- **YOUR OBJECTIVE**: Copy the lines that follow, keeping every character the same.
BEGIN
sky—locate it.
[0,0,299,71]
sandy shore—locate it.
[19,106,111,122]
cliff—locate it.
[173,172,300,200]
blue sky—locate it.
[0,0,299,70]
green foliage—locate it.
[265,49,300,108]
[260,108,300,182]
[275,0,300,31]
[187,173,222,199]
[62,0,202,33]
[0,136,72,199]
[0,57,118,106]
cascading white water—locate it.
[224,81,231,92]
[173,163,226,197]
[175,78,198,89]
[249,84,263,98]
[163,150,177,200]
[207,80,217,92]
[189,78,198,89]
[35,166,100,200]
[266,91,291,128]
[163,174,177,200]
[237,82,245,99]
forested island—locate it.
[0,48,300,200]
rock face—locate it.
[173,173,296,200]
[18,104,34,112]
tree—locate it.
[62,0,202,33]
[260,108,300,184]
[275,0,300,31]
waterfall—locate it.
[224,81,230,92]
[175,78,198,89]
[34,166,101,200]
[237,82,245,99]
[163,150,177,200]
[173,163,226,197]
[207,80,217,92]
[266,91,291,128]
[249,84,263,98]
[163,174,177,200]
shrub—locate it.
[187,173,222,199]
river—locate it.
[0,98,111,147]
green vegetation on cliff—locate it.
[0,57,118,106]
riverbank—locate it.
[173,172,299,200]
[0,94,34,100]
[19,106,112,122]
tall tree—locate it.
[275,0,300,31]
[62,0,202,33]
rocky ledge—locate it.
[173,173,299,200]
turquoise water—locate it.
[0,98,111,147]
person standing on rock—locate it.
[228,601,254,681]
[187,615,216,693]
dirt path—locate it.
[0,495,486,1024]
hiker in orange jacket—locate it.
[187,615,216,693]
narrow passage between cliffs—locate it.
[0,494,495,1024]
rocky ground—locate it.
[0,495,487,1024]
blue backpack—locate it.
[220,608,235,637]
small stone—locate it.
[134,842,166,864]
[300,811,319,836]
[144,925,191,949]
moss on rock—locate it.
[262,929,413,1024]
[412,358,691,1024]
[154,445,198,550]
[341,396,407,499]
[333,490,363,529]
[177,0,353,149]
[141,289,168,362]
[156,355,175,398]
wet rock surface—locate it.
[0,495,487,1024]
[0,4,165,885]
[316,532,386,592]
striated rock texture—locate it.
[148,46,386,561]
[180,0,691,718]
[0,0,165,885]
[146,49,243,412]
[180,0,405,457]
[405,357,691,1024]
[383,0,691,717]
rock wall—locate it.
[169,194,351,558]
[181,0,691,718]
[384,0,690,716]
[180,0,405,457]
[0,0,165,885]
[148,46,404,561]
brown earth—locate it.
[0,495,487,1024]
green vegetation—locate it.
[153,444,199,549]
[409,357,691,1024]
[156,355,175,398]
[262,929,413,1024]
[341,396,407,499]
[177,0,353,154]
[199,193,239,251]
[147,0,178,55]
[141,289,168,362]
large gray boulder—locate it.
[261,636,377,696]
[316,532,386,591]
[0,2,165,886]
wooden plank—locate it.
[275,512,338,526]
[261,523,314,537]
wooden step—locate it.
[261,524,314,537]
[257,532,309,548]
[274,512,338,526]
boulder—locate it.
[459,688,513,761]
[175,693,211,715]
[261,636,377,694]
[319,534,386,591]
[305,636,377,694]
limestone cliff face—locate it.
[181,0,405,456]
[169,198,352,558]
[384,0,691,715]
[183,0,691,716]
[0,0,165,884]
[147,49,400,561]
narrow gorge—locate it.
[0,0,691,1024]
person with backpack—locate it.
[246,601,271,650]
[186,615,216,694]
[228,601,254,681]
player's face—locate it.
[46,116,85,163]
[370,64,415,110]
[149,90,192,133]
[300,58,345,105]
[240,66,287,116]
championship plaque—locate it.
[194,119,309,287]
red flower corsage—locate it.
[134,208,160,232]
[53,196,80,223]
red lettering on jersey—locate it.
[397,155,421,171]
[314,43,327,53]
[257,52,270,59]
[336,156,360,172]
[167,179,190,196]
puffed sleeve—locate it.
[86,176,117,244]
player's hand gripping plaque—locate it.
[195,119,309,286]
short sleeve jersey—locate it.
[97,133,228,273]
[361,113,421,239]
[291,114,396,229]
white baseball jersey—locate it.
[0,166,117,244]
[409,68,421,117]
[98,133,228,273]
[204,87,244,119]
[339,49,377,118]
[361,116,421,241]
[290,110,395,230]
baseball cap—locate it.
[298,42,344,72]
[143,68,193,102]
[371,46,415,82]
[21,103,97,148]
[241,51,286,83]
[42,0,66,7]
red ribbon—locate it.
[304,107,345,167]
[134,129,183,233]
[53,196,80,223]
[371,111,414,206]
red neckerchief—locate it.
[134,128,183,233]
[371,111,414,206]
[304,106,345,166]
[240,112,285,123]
END
- **ANSWER FOR THE TASK**:
sky—locate it.
[0,0,299,71]
sandy shore—locate it.
[19,106,111,122]
cliff—locate it.
[173,172,300,200]
blue sky—locate it.
[0,0,299,70]
green foliage—locate it.
[265,49,300,108]
[260,108,300,182]
[275,0,300,31]
[187,173,222,199]
[62,0,202,33]
[0,136,72,199]
[0,57,118,106]
cascading white water—locate it.
[224,81,231,92]
[173,163,226,197]
[175,78,198,89]
[249,84,263,98]
[163,150,177,200]
[207,80,217,92]
[189,78,198,89]
[35,166,100,200]
[266,91,291,128]
[163,174,177,200]
[237,82,245,99]
forested island—locate it.
[0,48,300,200]
rock face—locate it.
[173,173,296,200]
[18,104,34,112]
tree—locate it.
[62,0,202,33]
[260,108,300,184]
[275,0,300,31]
waterfall—locate it.
[224,81,230,92]
[175,78,198,89]
[34,166,101,200]
[237,82,245,99]
[163,150,177,200]
[173,163,226,197]
[207,80,217,92]
[266,91,291,128]
[249,84,263,98]
[163,174,177,200]
shrub—locate it.
[187,173,222,199]
river—locate it.
[0,98,111,147]
green vegetation on cliff—locate it.
[0,57,118,106]
riverbank—locate it.
[173,172,299,200]
[0,94,34,100]
[19,106,112,122]
tall tree—locate it.
[275,0,300,31]
[62,0,202,33]
rocky ledge—locate it.
[173,173,299,200]
turquoise water—locate it.
[0,98,111,147]
person standing on rock—locate it.
[228,601,254,681]
[187,615,216,693]
dirt path—locate it.
[0,495,486,1024]
hiker in orange jacket—locate it.
[187,615,216,693]
narrow passage between cliffs—locate it.
[0,494,495,1024]
rocky ground—locate it.
[0,495,487,1024]
blue backpack—locate it.
[220,608,235,637]
small stone—locate it.
[134,842,166,864]
[300,811,319,836]
[144,925,191,949]
moss on rock—locate it.
[262,929,413,1024]
[412,358,691,1024]
[154,445,198,550]
[341,396,407,499]
[333,490,363,529]
[177,0,353,149]
[141,289,168,362]
[156,355,175,398]
wet rock surface—locate it.
[0,495,487,1024]
[0,4,165,885]
[316,532,386,592]
striated rock texture—locate it.
[148,46,386,561]
[180,0,691,718]
[0,0,165,885]
[146,49,243,412]
[180,0,405,457]
[405,357,691,1024]
[383,0,691,717]
rock wall—locate it.
[169,194,351,558]
[181,0,691,718]
[384,0,690,716]
[180,0,405,457]
[0,0,165,885]
[148,46,404,561]
brown earth—locate it.
[0,495,487,1024]
green vegetation—locate it.
[153,444,199,549]
[409,357,691,1024]
[156,355,175,398]
[262,929,413,1024]
[341,396,407,499]
[177,0,353,154]
[199,193,239,251]
[147,0,178,55]
[141,289,168,362]
large gray boulder—locate it.
[261,636,377,696]
[316,532,386,591]
[0,2,165,886]
wooden plank—locate it.
[275,512,338,526]
[261,523,314,537]
wooden step—locate it.
[261,524,314,537]
[257,532,309,548]
[274,512,338,526]
boulder—locate it.
[459,688,513,761]
[175,693,211,715]
[261,636,377,694]
[319,534,386,591]
[305,636,377,694]
limestone cliff face—locate it.
[181,0,405,456]
[169,198,352,558]
[384,0,691,715]
[183,0,691,716]
[0,0,165,884]
[147,49,400,561]
narrow gorge—locate it.
[0,0,691,1024]
person with backpack—locate it.
[246,601,271,650]
[186,615,216,694]
[228,601,254,681]
player's face—locate it.
[46,116,85,163]
[370,64,415,110]
[149,90,192,133]
[300,58,345,105]
[240,66,287,116]
championship plaque—locate it.
[194,119,309,287]
red flower corsage—locate it.
[134,208,160,232]
[53,196,80,223]
red lettering on jersey—locate it.
[397,155,421,171]
[314,43,327,53]
[257,52,270,59]
[336,156,360,172]
[167,179,190,196]
puffed sleeve—locate it.
[86,176,117,244]
player's hand gripping plaque—locate it.
[195,119,309,286]
short sleeve jersey—locate it.
[97,133,228,273]
[361,113,421,239]
[291,114,396,229]
white baseball jersey—locate it.
[0,166,117,244]
[409,68,421,117]
[98,133,228,273]
[204,87,244,119]
[339,49,377,118]
[361,116,421,241]
[290,110,395,230]
baseball cap—locate it.
[298,42,344,72]
[143,68,193,102]
[371,46,415,82]
[21,103,97,148]
[241,51,286,83]
[42,0,66,7]
red ribbon—locate it.
[304,107,345,167]
[134,129,183,233]
[53,196,80,223]
[371,111,414,206]
red neckerchief—locate it.
[134,128,183,233]
[371,111,414,206]
[304,106,345,166]
[240,112,285,123]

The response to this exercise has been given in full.